> [Instruction]:
Transcribe every line of the records below without changing anything, and leave the pictures out of your answer.

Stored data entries
<<<<

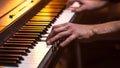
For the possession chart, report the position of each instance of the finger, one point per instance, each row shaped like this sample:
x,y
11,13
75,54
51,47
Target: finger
x,y
58,36
57,29
69,3
68,40
60,25
81,8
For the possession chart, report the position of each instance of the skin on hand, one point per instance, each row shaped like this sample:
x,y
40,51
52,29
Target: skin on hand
x,y
86,4
70,31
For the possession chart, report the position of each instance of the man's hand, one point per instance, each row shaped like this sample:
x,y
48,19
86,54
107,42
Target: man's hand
x,y
70,31
86,4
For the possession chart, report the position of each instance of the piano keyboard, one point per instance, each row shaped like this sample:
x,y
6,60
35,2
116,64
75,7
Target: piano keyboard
x,y
27,48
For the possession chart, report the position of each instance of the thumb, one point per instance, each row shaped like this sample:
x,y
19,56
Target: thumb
x,y
81,8
69,3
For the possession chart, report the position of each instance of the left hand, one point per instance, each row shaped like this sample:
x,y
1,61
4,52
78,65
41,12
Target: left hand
x,y
70,31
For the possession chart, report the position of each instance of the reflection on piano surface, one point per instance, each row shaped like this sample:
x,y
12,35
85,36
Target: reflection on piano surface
x,y
23,30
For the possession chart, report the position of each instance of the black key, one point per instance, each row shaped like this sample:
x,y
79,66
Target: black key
x,y
49,10
10,59
23,52
8,63
32,31
47,14
27,36
43,19
18,45
12,55
15,48
22,39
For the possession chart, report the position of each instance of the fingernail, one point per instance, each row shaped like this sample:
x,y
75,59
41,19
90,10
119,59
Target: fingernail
x,y
48,42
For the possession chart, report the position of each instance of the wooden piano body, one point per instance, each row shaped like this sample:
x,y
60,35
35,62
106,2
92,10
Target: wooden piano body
x,y
88,55
22,23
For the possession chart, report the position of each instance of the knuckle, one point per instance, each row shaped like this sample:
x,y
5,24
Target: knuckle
x,y
55,30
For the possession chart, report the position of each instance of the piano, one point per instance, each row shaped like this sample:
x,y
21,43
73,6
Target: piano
x,y
24,26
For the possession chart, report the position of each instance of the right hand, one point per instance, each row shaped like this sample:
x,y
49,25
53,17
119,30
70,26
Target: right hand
x,y
86,4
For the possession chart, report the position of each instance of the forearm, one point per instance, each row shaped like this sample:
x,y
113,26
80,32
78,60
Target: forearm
x,y
107,31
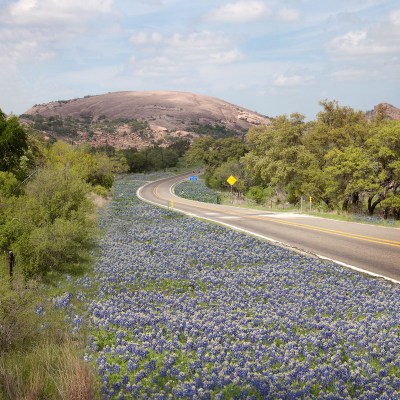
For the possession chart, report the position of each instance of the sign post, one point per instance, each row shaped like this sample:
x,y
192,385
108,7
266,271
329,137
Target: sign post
x,y
231,180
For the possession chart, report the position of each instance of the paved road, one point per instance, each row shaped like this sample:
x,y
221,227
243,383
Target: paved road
x,y
370,248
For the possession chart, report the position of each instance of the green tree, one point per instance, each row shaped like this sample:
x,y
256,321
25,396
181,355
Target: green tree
x,y
13,142
198,150
276,154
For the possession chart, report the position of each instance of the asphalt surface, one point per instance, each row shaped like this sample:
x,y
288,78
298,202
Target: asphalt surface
x,y
369,248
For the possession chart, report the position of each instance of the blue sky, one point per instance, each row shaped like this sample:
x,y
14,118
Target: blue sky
x,y
273,57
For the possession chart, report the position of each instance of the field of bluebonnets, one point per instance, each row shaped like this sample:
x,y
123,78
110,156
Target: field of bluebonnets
x,y
191,310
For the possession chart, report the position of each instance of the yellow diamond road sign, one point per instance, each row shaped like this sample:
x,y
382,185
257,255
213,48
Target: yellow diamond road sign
x,y
231,180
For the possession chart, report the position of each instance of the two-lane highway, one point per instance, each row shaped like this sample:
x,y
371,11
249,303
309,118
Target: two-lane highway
x,y
373,249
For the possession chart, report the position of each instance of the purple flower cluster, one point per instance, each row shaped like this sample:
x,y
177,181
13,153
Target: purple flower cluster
x,y
191,310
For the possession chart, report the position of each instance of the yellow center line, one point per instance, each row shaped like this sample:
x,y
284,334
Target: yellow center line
x,y
290,223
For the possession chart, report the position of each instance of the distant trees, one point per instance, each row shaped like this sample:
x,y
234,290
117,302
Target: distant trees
x,y
221,158
342,160
155,157
46,215
13,142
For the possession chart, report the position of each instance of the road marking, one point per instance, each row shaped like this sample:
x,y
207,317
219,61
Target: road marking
x,y
352,267
239,214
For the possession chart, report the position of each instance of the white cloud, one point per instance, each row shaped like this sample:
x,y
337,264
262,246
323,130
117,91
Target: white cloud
x,y
380,39
179,49
292,80
51,12
240,11
288,15
350,74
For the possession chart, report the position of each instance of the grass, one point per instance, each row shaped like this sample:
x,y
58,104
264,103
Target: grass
x,y
40,358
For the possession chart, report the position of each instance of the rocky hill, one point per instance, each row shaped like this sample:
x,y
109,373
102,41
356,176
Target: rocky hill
x,y
391,112
137,119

>>>>

> [Response to the exercise]:
For the possession chart, report the position of each instance of the finger, one point per instance, each row shaped like this sample:
x,y
11,13
75,54
51,47
Target: finger
x,y
58,36
57,29
69,3
68,40
60,25
81,8
For the possession chart, report the position of each instance of the skin on hand, one point per instance, each row shaped like this sample:
x,y
40,51
52,29
Target: skin on hand
x,y
86,4
70,31
For the possession chart, report the position of each instance of the man's hand, one point per instance, each row shaped like this sample:
x,y
48,19
86,54
107,42
Target: man's hand
x,y
70,31
86,4
For the possession chart, report the position of each instance of the piano keyboard, one point per instance, each row shaped like this sample:
x,y
6,60
35,2
116,64
75,7
Target: piano keyboard
x,y
27,48
For the possession chart, report the position of each instance of the thumb, one point per instance, each row shaped like this sample:
x,y
19,56
Target: thumb
x,y
81,8
69,3
For the possession chart, report the position of each instance of the left hand, one point per instance, each row shaped like this sample:
x,y
1,61
4,52
78,65
41,12
Target: left hand
x,y
70,31
For the possession chart, report the position of each instance of the reflection on piano surface, one point per instance, each row shaped like this sample:
x,y
12,35
85,36
Target: reflection on piano surface
x,y
23,30
For the possession chart, report the position of each instance of the black key, one point per instance, each row shaped like this sample:
x,y
79,66
Target: black key
x,y
49,10
10,59
23,52
8,63
32,31
47,14
27,36
43,19
18,45
12,55
15,48
22,39
For the possession chart, report the position of each instance of the fingernail, one point per instance, each row shaped like this sample:
x,y
75,59
41,19
90,10
119,59
Target: fingernail
x,y
48,42
For the possession chart, report the position of each instance of the wooden piano body, one point per instance, each row shaped like this sample:
x,y
60,35
35,62
106,2
92,10
Target: wooden piano body
x,y
88,55
22,23
For the possession chart, report the position of each instance of the knuckle, one point per instance, each row shaped like this sample:
x,y
5,24
Target: knuckle
x,y
55,30
For the possession chart, report the position of each instance of the piano, one point per instance, each row shaped like this sample:
x,y
21,43
73,6
Target: piano
x,y
24,26
For the possession chart, report the position of each instance of the right hand, one point per instance, each row shaped like this sample:
x,y
49,25
53,17
119,30
70,26
Target: right hand
x,y
86,4
For the possession chart, report the position of each instance of the forearm, one point per instance, each row shaped like this sample:
x,y
113,26
80,32
78,60
Target: forearm
x,y
107,31
For the possession chart, report the position of each instance of the sign post, one point per instance, each row shaped like this sample:
x,y
192,385
108,7
266,271
329,137
Target: sign post
x,y
231,180
For the possession chart, report the position of each instance of the paved road, one point per instance, each row shaped like this sample:
x,y
221,227
243,383
Target: paved road
x,y
370,248
For the possession chart, report the position of each instance of the green tree, one point per instance, each row shaped like this sample:
x,y
256,321
25,396
181,355
Target: green tree
x,y
13,142
198,150
276,154
For the possession chart, report the position of each instance of the asphalt surface, one point per instance, each row shaped like this sample:
x,y
288,78
298,202
Target: asphalt surface
x,y
369,248
For the possession chart, report the position of each instance of the blue sky, one point per instance, each row shaped like this sample:
x,y
14,118
Target: blue sky
x,y
273,57
For the possession chart, report the position of each instance of the field of bluebonnets, one point per instance, each row shaped like this sample:
x,y
123,78
110,156
Target: field of bluebonnets
x,y
191,310
For the possession chart, report the position of each instance of the yellow diamond road sign, one point per instance, each row shaped like this sample:
x,y
382,185
257,255
213,48
Target: yellow diamond road sign
x,y
231,180
For the possession chart, report the position of each instance of the two-lane highway, one point per instance, each row shaped like this sample:
x,y
371,11
249,303
309,118
Target: two-lane highway
x,y
373,249
For the possession chart, report the position of each instance of the purple flower cluster, one point per instance, each row shaped like this sample:
x,y
177,181
13,153
Target: purple flower cluster
x,y
191,310
For the possession chart, report the position of each instance of the yellow center line, one point per instance, each row shaped like this sample:
x,y
284,334
Target: yellow center line
x,y
290,223
For the possession chart, report the position of each instance of the distant trees, one point per instance, each row shaped like this sample:
x,y
234,290
117,302
Target: distant trees
x,y
221,158
342,160
155,157
46,215
13,142
For the possession chart, report the position of each instance of the road marking, one point per instance, each row shaped like this sample:
x,y
207,317
219,61
Target: road marking
x,y
352,267
239,214
For the possession chart, report the position of each instance of the white cloud, one point per instance, each row shaped like this sample:
x,y
337,264
262,246
323,130
117,91
Target: white cloud
x,y
380,39
179,49
292,80
51,12
240,11
288,15
350,74
For the possession chart, report the position of each instance of the grass, one point per instance, each row shaped like this sample:
x,y
58,104
264,103
Target: grass
x,y
40,358
For the possession chart, report the position of each instance of the rocky hill, one point per instance, each row shaped like this sample:
x,y
109,373
102,41
356,176
Target: rocky hill
x,y
391,112
137,119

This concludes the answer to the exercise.